**Page text**

With the number of cyber threats on the rise, no sector is truly safe from serious fallout. Banks and financial services firms in particular are obvious targets for threat actors that know which targets are most lucrative. When you have computer systems dealing with millions — or even billions — of (often other people’s) dollars, could you be any more enticing?
Luckily, even the most sophisticated ransomware attacks and phishing campaigns are not invulnerable. In fact, pioneering cyber threat intelligence tools powered with the right data can stop those responsible for cybercrime in the financial sector a lot easier.
There’s no shortage of researchable financial cybercrime on the internet. We’ve picked out four popular attack vectors targeting major financial sector institutions every day and compiled (4) use cases that details how HYAS identifies and stops them.
Download the use cases
When threat actors target financial institutions using ransomware, they deploy it via multiple IP addresses. (If they use a single IP address, cybersecurity monitors pick it up too easily.)
Workstations infected by ransomware communicate with attackers’ command and control infrastructure (also called C&C and C2), which is a requirement for conducting a successful cyber attack. Cybersecurity professionals rely on this telemetry — data obtained from networks and analyzed for monitoring network security — which typically confirms what IP addresses the threat actors are likely to use in the attack as part of their C2.
To prevent cyber attacks wreaking havoc and causing fallout for organizations, cybersecurity professionals monitor the domain name system (DNS), which is increasingly used by cyber criminals for these nefarious ends.
Passive DNS — automatic, continuous monitoring of potential threats — is (and should be) a feature of complete DNS protection solutions. Most people don’t tend to read or type IP addresses like they do domain names. IP addresses are domain names that have been translated so computers communicating with each other can read and understand them. This process of translation is known as resolution: DNS resolves to IPs. As such, if you can identify domain names used by attackers, then pivot to their (domain name) registration details, you’re able to gain valuable C2 data in helping thwart attacks.

Stored data entries
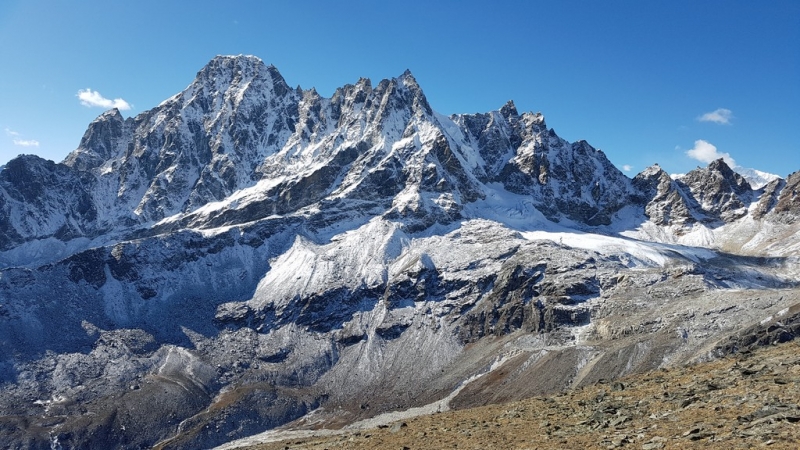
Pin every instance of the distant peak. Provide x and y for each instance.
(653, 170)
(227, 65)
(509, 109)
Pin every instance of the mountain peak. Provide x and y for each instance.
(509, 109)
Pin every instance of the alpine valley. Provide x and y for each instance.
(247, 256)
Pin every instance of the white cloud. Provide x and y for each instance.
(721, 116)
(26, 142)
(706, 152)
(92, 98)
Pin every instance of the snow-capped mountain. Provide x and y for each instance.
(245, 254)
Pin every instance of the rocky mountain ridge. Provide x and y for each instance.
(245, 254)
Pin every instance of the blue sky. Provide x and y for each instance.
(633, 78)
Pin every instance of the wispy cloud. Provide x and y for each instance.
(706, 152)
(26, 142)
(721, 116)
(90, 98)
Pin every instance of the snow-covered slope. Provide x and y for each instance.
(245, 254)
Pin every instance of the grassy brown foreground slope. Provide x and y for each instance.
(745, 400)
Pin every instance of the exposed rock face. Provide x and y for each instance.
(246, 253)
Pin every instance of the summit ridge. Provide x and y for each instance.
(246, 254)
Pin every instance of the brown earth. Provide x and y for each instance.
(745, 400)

**What you will do**
Answer these questions from the financial cybercrime text above.
1. How many use cases were compiled on attack vectors targeting financial sector institutions?
2. Why don't threat actors deploy ransomware through a single IP address?
3. How does the text define passive DNS?

**Output below**
1. Four.
2. Cybersecurity monitors pick up a single IP address too easily.
3. Automatic, continuous monitoring of potential threats.